Gegebener Text:
Baurecht

Allgemeines Wohngebiet, Typisierende Betrachtungsweise, Verwaltungsgerichte, Kfz-Werkstatt, Befähigung zum Richteramt, Abstellen von Kraftfahrzeugen, Bauplanungsrechtliche Unzulässigkeit, Erteilung eines Vorbescheides, Vorbescheidsantrag, Baurechtlicher Vorbescheid, Vorläufige Vollstreckbarkeit, Streitwertbeschwerde, Streitwertkatalog, Bauplanungsrechtliche Zulässigkeit, Rechtsmittelbelehrung, Störender Gewerbebetrieb, Beiladung, Kfz-Reparaturwerkstatt, Nutzungsänderung, Prozeßkostenhilfeverfahren

Aktenzeichen  W 5 K 20.800

Datum:
5.11.2020
Rechtsgebiet:
Fundstelle:
BeckRS – 2020, 39881
Gerichtsart:
VG
Gerichtsort:
Würzburg
Rechtsweg:
Verwaltungsgerichtsbarkeit
Normen:
VwGO § 113 Abs. 5
BayBO Art. 68 Abs. 1 S. 1 Halbs. 1
BayBO Art. 71
BauGB § 30 Abs. 1
BauNVO § 4

 

Leitsatz

Tenor

I.    Die Klage wird abgewiesen.
II.    Die Klägerin hat die Kosten des Verfahrens zu tragen. Die Beigeladene trägt ihre außergerichtlichen Aufwendungen selbst.

Aufgabe:
Schreib alle Vorschriften auf, die im Text zum Baurecht unter „Normen“ stehen.

Vorliegende Daten:
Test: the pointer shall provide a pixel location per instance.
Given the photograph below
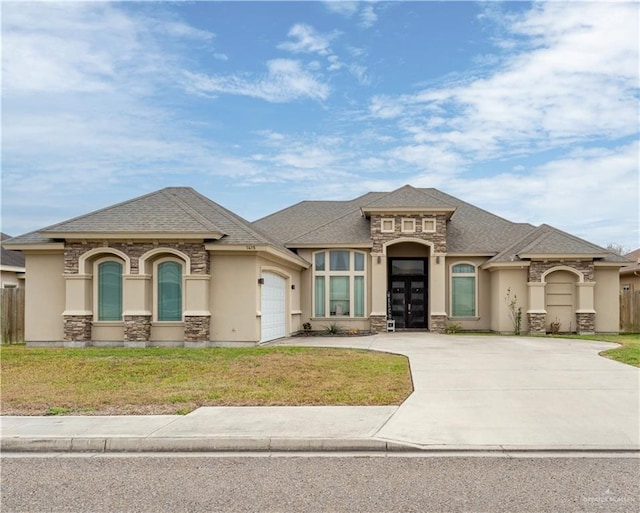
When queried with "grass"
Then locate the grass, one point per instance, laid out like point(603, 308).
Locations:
point(628, 352)
point(98, 381)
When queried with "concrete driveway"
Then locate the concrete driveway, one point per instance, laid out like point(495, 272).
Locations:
point(508, 392)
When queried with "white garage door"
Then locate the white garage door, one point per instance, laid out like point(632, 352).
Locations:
point(273, 307)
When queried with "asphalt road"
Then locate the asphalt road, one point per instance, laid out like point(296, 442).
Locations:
point(155, 483)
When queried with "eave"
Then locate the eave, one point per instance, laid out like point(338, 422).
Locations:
point(125, 235)
point(368, 211)
point(255, 249)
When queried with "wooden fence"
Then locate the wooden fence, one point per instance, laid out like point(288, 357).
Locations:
point(630, 311)
point(12, 315)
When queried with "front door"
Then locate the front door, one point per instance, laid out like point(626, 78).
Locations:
point(408, 293)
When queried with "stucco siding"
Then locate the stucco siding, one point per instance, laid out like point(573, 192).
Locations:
point(607, 304)
point(44, 297)
point(234, 298)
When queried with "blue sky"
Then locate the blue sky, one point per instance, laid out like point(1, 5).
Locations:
point(529, 110)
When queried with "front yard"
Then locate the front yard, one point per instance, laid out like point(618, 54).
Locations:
point(100, 381)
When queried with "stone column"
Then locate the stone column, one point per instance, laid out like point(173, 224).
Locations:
point(78, 313)
point(437, 293)
point(197, 317)
point(378, 315)
point(585, 313)
point(137, 310)
point(536, 314)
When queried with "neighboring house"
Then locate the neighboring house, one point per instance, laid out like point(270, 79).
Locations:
point(174, 268)
point(630, 273)
point(11, 267)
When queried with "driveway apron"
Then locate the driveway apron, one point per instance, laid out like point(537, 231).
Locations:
point(508, 392)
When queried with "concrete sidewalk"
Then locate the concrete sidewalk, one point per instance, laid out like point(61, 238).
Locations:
point(471, 394)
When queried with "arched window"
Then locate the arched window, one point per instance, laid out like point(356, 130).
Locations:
point(339, 283)
point(169, 281)
point(463, 290)
point(110, 291)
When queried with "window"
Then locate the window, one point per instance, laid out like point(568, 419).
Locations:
point(339, 290)
point(169, 291)
point(110, 291)
point(429, 225)
point(388, 225)
point(408, 225)
point(463, 290)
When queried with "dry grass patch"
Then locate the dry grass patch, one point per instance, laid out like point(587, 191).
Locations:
point(96, 381)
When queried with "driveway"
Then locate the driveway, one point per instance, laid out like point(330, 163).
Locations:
point(508, 392)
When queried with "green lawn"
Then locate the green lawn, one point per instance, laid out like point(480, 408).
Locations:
point(628, 352)
point(95, 381)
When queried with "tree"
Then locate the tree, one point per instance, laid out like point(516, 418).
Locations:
point(616, 248)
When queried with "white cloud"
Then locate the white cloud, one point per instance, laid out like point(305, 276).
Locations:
point(574, 77)
point(285, 81)
point(306, 40)
point(368, 16)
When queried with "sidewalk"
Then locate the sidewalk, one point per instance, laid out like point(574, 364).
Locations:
point(471, 394)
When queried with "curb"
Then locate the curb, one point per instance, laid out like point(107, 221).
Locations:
point(230, 444)
point(197, 444)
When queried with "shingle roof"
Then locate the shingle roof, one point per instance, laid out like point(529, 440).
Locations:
point(547, 240)
point(634, 257)
point(173, 210)
point(10, 258)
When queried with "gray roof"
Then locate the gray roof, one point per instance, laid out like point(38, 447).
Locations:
point(634, 262)
point(180, 211)
point(547, 240)
point(11, 258)
point(470, 230)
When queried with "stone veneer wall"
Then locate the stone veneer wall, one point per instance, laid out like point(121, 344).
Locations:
point(196, 328)
point(378, 323)
point(537, 323)
point(200, 262)
point(77, 328)
point(536, 269)
point(137, 328)
point(586, 323)
point(438, 238)
point(438, 323)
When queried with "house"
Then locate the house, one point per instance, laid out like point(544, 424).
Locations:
point(11, 267)
point(630, 273)
point(174, 268)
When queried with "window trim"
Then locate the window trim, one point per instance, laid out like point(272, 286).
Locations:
point(96, 288)
point(327, 274)
point(410, 220)
point(426, 220)
point(393, 224)
point(453, 275)
point(156, 275)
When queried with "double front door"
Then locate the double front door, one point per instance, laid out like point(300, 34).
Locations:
point(408, 293)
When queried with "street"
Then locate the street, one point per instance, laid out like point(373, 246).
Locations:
point(321, 483)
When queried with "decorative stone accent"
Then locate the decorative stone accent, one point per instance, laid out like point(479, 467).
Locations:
point(586, 323)
point(378, 323)
point(537, 269)
point(196, 328)
point(437, 238)
point(537, 323)
point(77, 328)
point(137, 328)
point(200, 261)
point(438, 323)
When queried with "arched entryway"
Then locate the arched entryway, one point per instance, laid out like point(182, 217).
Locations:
point(408, 284)
point(560, 300)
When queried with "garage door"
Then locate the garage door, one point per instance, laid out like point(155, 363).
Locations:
point(273, 307)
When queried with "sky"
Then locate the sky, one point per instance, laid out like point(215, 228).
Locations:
point(528, 110)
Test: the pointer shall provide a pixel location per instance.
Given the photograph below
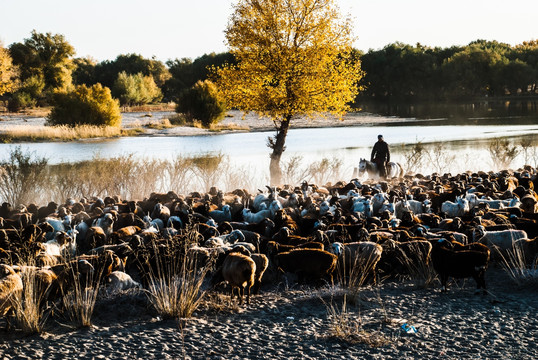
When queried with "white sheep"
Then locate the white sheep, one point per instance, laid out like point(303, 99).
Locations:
point(224, 214)
point(498, 241)
point(458, 208)
point(255, 218)
point(10, 288)
point(105, 222)
point(120, 281)
point(378, 200)
point(362, 206)
point(400, 207)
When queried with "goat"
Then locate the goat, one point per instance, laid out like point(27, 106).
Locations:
point(312, 264)
point(239, 271)
point(459, 264)
point(256, 218)
point(262, 262)
point(10, 288)
point(499, 242)
point(458, 208)
point(120, 281)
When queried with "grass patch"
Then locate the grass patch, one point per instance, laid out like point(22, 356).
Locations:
point(228, 127)
point(159, 124)
point(348, 326)
point(79, 302)
point(58, 133)
point(30, 310)
point(176, 279)
point(520, 271)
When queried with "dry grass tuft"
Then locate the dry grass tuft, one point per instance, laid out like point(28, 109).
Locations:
point(159, 124)
point(521, 271)
point(229, 127)
point(347, 326)
point(63, 133)
point(175, 284)
point(30, 309)
point(79, 302)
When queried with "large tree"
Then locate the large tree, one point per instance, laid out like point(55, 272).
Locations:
point(8, 72)
point(45, 56)
point(294, 58)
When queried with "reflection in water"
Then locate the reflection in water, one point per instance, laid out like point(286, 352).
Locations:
point(459, 113)
point(463, 147)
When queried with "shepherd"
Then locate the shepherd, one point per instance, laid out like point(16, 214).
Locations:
point(381, 156)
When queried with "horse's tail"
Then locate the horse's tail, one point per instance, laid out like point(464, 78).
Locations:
point(400, 176)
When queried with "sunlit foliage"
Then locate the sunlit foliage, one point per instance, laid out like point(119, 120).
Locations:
point(136, 89)
point(8, 72)
point(85, 105)
point(293, 58)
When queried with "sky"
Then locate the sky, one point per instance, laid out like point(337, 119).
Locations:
point(175, 29)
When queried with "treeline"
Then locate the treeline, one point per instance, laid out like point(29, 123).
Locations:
point(482, 68)
point(32, 71)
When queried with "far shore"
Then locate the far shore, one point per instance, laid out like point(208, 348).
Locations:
point(31, 128)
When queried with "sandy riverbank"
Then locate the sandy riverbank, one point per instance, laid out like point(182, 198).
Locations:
point(234, 119)
point(293, 324)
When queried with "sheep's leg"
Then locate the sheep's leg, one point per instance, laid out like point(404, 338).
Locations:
point(241, 291)
point(232, 295)
point(444, 281)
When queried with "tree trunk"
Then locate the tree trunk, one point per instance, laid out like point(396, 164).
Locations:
point(277, 144)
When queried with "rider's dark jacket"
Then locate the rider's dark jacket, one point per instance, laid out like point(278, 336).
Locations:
point(380, 151)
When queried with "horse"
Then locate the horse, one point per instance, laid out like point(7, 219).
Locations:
point(394, 170)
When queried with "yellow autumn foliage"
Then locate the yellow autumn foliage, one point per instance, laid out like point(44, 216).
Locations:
point(294, 57)
point(8, 72)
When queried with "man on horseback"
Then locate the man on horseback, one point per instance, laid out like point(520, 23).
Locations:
point(381, 156)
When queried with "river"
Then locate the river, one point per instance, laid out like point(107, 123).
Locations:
point(464, 144)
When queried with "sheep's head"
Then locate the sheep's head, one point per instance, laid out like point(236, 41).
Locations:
point(337, 248)
point(478, 232)
point(6, 270)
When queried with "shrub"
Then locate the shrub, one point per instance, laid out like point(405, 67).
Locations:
point(85, 105)
point(136, 89)
point(20, 100)
point(22, 177)
point(502, 152)
point(201, 102)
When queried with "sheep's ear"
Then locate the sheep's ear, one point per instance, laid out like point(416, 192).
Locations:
point(5, 271)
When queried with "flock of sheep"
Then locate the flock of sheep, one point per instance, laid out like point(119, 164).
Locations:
point(458, 224)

Richtige Lösung:
- VwGO § 113 Abs. 5
- BayBO Art. 68 Abs. 1 S. 1 Halbs. 1
- BayBO Art. 71
- BauGB § 30 Abs. 1
- BauNVO § 4